• WHAT IS REQUIRED: Copy out, unchanged, the data below, starting at the line that contains "Mark each instance of the round" and ending at the final line, with both of those lines included.

● ● ● ●

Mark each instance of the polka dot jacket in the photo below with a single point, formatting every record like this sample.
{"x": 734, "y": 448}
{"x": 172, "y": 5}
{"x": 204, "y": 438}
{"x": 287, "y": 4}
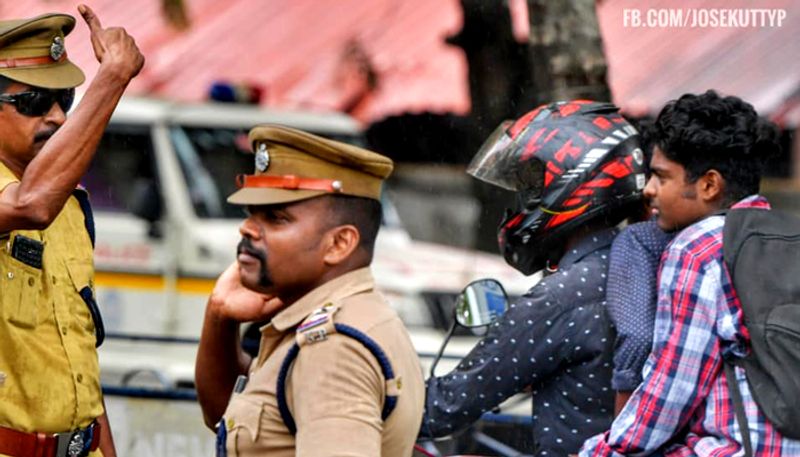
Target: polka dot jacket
{"x": 632, "y": 287}
{"x": 557, "y": 341}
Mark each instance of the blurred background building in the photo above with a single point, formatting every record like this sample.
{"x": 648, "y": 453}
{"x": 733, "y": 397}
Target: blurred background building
{"x": 430, "y": 79}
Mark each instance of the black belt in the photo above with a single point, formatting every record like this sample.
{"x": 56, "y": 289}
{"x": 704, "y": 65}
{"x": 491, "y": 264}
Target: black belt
{"x": 77, "y": 443}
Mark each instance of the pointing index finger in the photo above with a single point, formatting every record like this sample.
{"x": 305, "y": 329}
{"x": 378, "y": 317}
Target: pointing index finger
{"x": 91, "y": 19}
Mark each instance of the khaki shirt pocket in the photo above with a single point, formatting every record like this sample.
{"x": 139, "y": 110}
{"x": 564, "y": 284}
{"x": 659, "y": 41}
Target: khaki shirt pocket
{"x": 21, "y": 294}
{"x": 243, "y": 422}
{"x": 80, "y": 274}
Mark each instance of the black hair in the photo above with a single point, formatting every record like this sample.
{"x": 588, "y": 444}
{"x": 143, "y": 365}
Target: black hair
{"x": 708, "y": 131}
{"x": 364, "y": 213}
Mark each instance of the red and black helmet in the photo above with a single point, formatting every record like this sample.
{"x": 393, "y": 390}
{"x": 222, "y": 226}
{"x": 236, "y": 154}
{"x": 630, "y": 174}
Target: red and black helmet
{"x": 569, "y": 162}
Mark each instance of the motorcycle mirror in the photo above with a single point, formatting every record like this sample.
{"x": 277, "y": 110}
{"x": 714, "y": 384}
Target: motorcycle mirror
{"x": 480, "y": 303}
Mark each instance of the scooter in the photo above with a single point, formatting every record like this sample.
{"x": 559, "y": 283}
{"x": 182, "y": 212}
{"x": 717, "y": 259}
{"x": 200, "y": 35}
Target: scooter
{"x": 478, "y": 305}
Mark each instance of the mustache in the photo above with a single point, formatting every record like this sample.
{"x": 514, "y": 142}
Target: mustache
{"x": 44, "y": 135}
{"x": 247, "y": 247}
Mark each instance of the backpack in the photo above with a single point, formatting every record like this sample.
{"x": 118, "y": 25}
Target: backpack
{"x": 761, "y": 249}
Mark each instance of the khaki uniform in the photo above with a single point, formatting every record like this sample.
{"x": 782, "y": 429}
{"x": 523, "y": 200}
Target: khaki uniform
{"x": 49, "y": 375}
{"x": 335, "y": 389}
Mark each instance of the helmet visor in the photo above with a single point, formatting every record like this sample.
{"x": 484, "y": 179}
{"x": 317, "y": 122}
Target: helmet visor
{"x": 501, "y": 161}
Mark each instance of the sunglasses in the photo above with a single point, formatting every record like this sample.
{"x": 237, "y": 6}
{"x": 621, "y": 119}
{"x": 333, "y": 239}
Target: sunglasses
{"x": 38, "y": 102}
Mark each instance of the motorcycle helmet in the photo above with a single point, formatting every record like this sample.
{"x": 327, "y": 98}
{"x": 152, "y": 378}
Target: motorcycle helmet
{"x": 569, "y": 163}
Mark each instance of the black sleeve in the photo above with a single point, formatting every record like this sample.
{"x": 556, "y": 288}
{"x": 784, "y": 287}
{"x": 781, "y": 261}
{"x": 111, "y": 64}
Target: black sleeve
{"x": 519, "y": 350}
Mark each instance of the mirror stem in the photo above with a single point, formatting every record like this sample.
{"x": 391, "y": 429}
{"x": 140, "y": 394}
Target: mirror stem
{"x": 441, "y": 348}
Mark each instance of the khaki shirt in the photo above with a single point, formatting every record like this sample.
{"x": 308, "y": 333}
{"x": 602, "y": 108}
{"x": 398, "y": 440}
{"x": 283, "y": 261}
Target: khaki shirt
{"x": 335, "y": 389}
{"x": 49, "y": 374}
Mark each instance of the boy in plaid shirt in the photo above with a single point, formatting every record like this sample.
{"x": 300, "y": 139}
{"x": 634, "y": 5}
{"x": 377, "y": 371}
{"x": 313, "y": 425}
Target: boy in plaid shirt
{"x": 708, "y": 157}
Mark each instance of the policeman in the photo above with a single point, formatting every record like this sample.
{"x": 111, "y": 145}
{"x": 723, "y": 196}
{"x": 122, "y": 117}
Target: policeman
{"x": 49, "y": 377}
{"x": 336, "y": 373}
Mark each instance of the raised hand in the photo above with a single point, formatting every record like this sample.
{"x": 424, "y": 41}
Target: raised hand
{"x": 235, "y": 302}
{"x": 114, "y": 48}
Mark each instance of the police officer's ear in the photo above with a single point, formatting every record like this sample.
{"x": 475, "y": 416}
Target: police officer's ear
{"x": 339, "y": 243}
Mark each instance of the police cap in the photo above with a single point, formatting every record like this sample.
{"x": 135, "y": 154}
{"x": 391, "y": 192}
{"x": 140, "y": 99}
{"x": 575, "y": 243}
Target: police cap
{"x": 33, "y": 52}
{"x": 293, "y": 165}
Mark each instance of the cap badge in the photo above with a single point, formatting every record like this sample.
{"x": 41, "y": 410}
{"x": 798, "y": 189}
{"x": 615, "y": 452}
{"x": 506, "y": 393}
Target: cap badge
{"x": 262, "y": 158}
{"x": 57, "y": 48}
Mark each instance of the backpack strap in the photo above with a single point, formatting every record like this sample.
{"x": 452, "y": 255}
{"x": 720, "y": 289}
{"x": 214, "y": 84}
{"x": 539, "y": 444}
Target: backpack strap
{"x": 316, "y": 328}
{"x": 738, "y": 406}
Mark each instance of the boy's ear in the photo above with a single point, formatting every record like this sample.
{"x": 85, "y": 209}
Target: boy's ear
{"x": 711, "y": 186}
{"x": 340, "y": 242}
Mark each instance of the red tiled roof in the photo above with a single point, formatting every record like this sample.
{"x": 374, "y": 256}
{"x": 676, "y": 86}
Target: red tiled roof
{"x": 292, "y": 48}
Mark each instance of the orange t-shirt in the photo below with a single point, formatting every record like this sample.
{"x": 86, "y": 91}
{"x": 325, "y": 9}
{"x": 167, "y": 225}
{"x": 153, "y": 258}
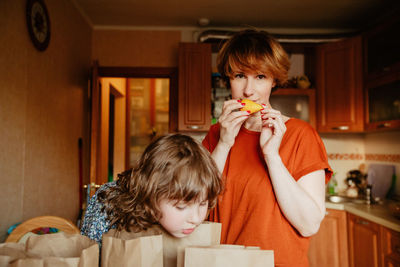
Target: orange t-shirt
{"x": 247, "y": 209}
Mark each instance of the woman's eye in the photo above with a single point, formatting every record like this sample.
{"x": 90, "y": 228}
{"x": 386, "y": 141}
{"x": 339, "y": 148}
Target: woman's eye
{"x": 204, "y": 203}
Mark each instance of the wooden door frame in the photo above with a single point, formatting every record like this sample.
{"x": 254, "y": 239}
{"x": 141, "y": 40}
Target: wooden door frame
{"x": 146, "y": 72}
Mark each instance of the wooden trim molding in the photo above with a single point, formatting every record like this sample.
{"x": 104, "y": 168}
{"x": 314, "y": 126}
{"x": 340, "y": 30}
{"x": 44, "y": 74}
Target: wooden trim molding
{"x": 393, "y": 158}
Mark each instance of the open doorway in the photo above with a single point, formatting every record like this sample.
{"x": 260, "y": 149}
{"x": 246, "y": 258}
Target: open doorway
{"x": 148, "y": 106}
{"x": 136, "y": 105}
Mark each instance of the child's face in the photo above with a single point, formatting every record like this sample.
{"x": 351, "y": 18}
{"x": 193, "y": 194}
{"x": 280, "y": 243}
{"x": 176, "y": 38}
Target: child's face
{"x": 181, "y": 219}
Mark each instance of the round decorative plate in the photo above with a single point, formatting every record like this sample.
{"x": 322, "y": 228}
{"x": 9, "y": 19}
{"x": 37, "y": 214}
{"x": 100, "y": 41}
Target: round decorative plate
{"x": 38, "y": 22}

● ● ● ●

• WORKED ANSWER:
Mark each instance of the round decorative plate in the photo above with a single point, formatting every record like this sample.
{"x": 322, "y": 228}
{"x": 9, "y": 19}
{"x": 37, "y": 214}
{"x": 100, "y": 41}
Target: round decorative plate
{"x": 38, "y": 22}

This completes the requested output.